**GOAL OF THE EXERCISE:**
In the provided passage about Barbara Trevigne, begin at the words "This wasn’t the" and stop after "of that era.", then set down that stretch word for word.
PROVIDED PASSAGE section start
BECOME A MEMBER Shop Login

The Same Mountaintop

On a hot, late-summer morning in New Orleans last year, I found Barbara Trevigne lying face down in the St. Jude Shrine at Our Lady of Guadalupe, a Catholic church on the edge of the French Quarter. The size of a large walk-in closet, the shrine was washed in a blurred glow from candles crowding floor-to-ceiling shelves along the walls. Bathed in this light, Trevigne whispered prayers into the floor, unconcerned with dirtying her spotless, all-white ensemble. I took a seat in the nave, a few rows from the shrine, and watched as she finished, rose, and walked over to join me in the pew. “I am Creole,” she said. “My culture is Creole, and I maintain all the rituals of my ancestors.” 

This wasn’t the first time I’d met Trevigne. I produce a history podcast for New Orleans Public Radio called TriPod, a show created in 2015 in anticipation of the city’s tricentennial celebration this year. I had previously been reporting on Louisiana’s disappearing coastline for WWNO when my boss asked me to refocus from the uncomfortable reality of the city’s precarious future to the uncomfortable reality of its palliated past. My charge was to build a space for local experts—New Orleans natives, elders, students, academics, archaeologists, organizers, spiritual leaders—intent on challenging the dominant public narratives about the city to evoke a more honest self-representation. I’d interviewed Trevigne, a historian, author, and expert on free women of color in antebellum New Orleans, for an episode about the misunderstood “quadroon” balls of that era.
PROVIDED PASSAGE section end
RECORDED DATA section start
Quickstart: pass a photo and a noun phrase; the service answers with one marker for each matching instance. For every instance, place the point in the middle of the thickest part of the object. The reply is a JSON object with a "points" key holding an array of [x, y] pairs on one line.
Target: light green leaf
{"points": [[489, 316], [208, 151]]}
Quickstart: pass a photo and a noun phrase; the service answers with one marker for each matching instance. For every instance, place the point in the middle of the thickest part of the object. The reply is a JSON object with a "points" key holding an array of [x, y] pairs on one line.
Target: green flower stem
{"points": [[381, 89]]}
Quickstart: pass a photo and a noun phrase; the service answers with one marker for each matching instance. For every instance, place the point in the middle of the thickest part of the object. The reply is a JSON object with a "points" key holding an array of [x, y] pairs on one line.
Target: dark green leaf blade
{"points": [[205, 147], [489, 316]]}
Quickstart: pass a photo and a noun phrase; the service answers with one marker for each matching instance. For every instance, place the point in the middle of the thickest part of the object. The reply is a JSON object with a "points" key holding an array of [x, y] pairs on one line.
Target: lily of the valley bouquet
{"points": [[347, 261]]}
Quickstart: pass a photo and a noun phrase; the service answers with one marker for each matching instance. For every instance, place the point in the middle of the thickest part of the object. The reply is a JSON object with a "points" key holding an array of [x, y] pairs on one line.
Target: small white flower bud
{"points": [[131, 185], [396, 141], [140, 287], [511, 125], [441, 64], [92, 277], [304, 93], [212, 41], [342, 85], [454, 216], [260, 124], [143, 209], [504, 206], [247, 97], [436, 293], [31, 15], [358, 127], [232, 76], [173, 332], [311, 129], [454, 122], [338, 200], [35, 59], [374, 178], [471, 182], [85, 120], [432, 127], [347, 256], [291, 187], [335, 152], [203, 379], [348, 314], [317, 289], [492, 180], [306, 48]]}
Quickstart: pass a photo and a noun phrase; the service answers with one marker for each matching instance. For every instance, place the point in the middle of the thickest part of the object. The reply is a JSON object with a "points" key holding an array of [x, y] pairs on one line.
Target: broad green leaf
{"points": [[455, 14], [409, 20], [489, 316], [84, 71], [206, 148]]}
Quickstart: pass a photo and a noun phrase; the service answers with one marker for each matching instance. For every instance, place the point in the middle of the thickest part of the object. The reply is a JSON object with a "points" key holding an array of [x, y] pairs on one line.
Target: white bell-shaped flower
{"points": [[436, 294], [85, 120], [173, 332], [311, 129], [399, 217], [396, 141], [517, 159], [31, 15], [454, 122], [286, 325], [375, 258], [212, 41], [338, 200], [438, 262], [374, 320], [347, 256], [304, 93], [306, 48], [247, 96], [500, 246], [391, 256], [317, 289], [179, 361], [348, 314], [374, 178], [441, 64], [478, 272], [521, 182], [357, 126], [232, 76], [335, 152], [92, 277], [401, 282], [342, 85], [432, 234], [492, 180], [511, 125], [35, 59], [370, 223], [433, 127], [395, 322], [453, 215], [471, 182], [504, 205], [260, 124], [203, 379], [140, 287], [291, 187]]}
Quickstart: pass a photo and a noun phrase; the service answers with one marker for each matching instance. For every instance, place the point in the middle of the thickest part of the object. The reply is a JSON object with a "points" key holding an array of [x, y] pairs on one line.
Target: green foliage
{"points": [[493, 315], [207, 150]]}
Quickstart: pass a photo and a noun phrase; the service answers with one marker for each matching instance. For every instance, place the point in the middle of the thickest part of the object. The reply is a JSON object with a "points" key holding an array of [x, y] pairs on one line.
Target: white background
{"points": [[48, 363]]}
RECORDED DATA section end
**ANSWER:**
This wasn’t the first time I’d met Trevigne. I produce a history podcast for New Orleans Public Radio called TriPod, a show created in 2015 in anticipation of the city’s tricentennial celebration this year. I had previously been reporting on Louisiana’s disappearing coastline for WWNO when my boss asked me to refocus from the uncomfortable reality of the city’s precarious future to the uncomfortable reality of its palliated past. My charge was to build a space for local experts—New Orleans natives, elders, students, academics, archaeologists, organizers, spiritual leaders—intent on challenging the dominant public narratives about the city to evoke a more honest self-representation. I’d interviewed Trevigne, a historian, author, and expert on free women of color in antebellum New Orleans, for an episode about the misunderstood “quadroon” balls of that era.